GIVEN RECORDS:
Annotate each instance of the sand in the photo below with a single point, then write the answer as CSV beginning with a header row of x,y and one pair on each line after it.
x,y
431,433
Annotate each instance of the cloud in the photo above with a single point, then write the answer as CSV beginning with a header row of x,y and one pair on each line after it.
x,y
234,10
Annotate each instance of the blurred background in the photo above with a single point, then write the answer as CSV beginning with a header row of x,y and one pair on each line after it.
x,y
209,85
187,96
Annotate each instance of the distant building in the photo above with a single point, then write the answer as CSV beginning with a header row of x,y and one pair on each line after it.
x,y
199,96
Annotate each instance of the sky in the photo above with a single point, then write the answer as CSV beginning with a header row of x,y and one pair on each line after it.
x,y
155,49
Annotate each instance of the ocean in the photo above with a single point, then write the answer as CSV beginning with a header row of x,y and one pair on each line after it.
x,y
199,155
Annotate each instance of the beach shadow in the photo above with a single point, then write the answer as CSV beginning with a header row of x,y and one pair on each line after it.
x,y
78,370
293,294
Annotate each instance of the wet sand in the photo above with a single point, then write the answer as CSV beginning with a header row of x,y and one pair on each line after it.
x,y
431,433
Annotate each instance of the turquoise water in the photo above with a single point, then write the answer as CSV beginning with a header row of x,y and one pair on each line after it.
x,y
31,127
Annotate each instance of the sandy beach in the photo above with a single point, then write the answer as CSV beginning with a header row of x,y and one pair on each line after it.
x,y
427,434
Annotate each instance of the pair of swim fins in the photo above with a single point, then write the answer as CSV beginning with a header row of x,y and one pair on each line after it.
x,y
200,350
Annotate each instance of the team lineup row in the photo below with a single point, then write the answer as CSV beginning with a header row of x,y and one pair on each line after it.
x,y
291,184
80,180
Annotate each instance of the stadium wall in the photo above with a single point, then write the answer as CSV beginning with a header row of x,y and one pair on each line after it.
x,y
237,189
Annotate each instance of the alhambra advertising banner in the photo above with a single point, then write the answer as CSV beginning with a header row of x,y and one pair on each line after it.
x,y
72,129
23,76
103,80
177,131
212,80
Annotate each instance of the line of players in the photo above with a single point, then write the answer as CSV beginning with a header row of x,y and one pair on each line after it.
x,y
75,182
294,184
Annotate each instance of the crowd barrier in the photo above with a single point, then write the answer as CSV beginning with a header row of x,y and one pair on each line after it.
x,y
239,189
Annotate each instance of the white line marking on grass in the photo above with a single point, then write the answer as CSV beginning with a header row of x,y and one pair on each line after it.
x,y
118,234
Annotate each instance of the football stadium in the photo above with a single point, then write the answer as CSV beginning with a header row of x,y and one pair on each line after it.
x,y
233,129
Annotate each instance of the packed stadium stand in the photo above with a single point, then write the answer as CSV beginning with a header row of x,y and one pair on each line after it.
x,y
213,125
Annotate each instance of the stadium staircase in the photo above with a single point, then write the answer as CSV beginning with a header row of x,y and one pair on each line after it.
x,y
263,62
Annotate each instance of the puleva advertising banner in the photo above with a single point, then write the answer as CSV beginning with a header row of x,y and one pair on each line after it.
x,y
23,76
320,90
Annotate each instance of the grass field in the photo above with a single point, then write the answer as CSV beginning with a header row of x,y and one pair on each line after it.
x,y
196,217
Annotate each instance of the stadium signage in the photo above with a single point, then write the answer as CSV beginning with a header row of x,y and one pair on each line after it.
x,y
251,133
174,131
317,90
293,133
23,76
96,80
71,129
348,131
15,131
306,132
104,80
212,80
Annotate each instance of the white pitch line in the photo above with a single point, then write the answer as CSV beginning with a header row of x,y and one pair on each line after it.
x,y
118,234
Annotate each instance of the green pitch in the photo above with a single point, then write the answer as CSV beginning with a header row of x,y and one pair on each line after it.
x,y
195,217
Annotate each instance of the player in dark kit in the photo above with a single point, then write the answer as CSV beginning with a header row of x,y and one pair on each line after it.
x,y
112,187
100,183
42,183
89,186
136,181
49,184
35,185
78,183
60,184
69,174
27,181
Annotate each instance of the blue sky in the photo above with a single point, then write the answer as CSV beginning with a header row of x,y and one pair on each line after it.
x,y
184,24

REQUIRED WORK:
Retype the records exactly.

TASK ANSWER:
Annotate each instance of the sand in the photo below with a single point, then write the answer as CSV beginning with a header row of x,y and one pair on each line after it.
x,y
431,433
Annotate each instance of the cloud in the photo above with a single point, then write the answer as CSV beginning with a header row of x,y and one pair on each line after it.
x,y
234,10
Annotate each instance of the blurred background in the photo above with a single point, then write the answer as CSV beginning with a header row of x,y and one pair on each line after it.
x,y
209,85
187,96
Annotate each instance of the distant building in the photo above with a single point, then write the answer as CSV beginning with a header row of x,y and one pair on each line after it.
x,y
199,96
Annotate each instance of the sky in the photo above with a single point, then write the answer as CSV beginning with a header row of x,y and one pair on each line after it.
x,y
155,49
Annotate each instance of the ocean in the photo above with a single point, then write the answer as CSV beginning with a header row of x,y and one pair on each line after it.
x,y
199,155
Annotate each instance of the beach shadow in the photo above with a single point, then write the answer as CSV beginning with a header row of x,y and one pair on each line after it.
x,y
78,370
293,294
Annotate each instance of the wet sand in the photo above with a single point, then write the answer as CSV beginning with a header row of x,y and one pair on each line after it.
x,y
431,433
Annotate each instance of the turquoise water in the photo above with a single point, then write the answer as CSV beginning with a header row of x,y and one pair on each line after it.
x,y
31,127
Annotate each instance of the sandy beach in the photo above with a single point, then write the answer as CSV beginning with a header row of x,y and one pair on each line after it.
x,y
427,434
Annotate each instance of the pair of swim fins in the photo above with a single point, then write the answer as CSV beginning with a header row of x,y and one pair on each line after it.
x,y
200,350
Annotate each instance of the team lineup row in the photo below with a single point, then write the answer as CSV beginning with a header row of x,y and one pair on each line after it.
x,y
291,184
80,180
Annotate each instance of the stadium wall in the photo above with a single point, then write the answer as CSV beginning with a header row of x,y and one pair on each line after it.
x,y
237,189
Annotate each instance of the alhambra advertising banner in the photo above with a single point, then write the answer as CSV beginning with a header row of x,y and one pair on each line after it.
x,y
72,129
23,76
103,80
177,131
212,80
Annotate each instance of the line of players in the photo above with a single point, then write the answer as CSV beginning with a header row of x,y and one pair on each line after it.
x,y
75,182
294,184
Annotate each instance of the crowd barrier in the photo above with a single point, then write the answer as CSV beginning with a header row of x,y and one pair on each line after it.
x,y
239,189
Annotate each instance of the white line marking on grass in the photo above with a single point, then write the answer as CSV beginning with a header row of x,y and one pair on each line after it.
x,y
118,234
Annotate each instance of the football stadium in the photo above with a single point, then write the answer as CSV beginning with a header row of x,y and one pair on each line after it.
x,y
233,129
Annotate each instance of the packed stadium stand in the photo above with a single point, then write the answer as CSV beginning with a header row of x,y and one pair on each line after it.
x,y
213,125
Annotate each instance of the stadium staircase in the photo above with a single point, then write the answer as CSV beginning with a header row of x,y and one pair on each line after it.
x,y
263,62
Annotate each instance of the puleva advertising banner in the photo above with a single point, then write the answer as CSV beginning with a header row of x,y and one pair on each line after it.
x,y
23,76
320,90
Annotate each instance of the grass field in the photo above with a single point, then write the answer as CSV beginning with a header row of x,y and one pair on each line after it.
x,y
196,217
Annotate each instance of the stadium signage in the photo above with a single point, then write the answer as CSV beginning with a header row of x,y and one pair on each line after it.
x,y
251,133
174,131
317,90
293,133
23,76
96,80
71,129
348,131
15,131
306,132
104,80
212,80
Annotate each instance of the white pitch line in the photo above with a single point, then write the answer as CSV beginning with a header row of x,y and one pair on each line after it.
x,y
118,234
Annotate each instance of the green pitch in the photo above with a single point, then write the answer as CSV beginning with a header row of x,y and one pair on each line after it.
x,y
195,217
Annotate each instance of the player in dark kit in the photo above with a single point, then write the answer as CSV beginning with a header row of x,y and one pair on each line after it.
x,y
112,187
100,183
42,183
89,186
136,181
49,184
35,185
78,183
60,184
69,174
27,181
Annotate each instance of the blue sky in the photo above with a single point, then write the answer as CSV beginning with a header row of x,y and one pair on each line after it.
x,y
184,24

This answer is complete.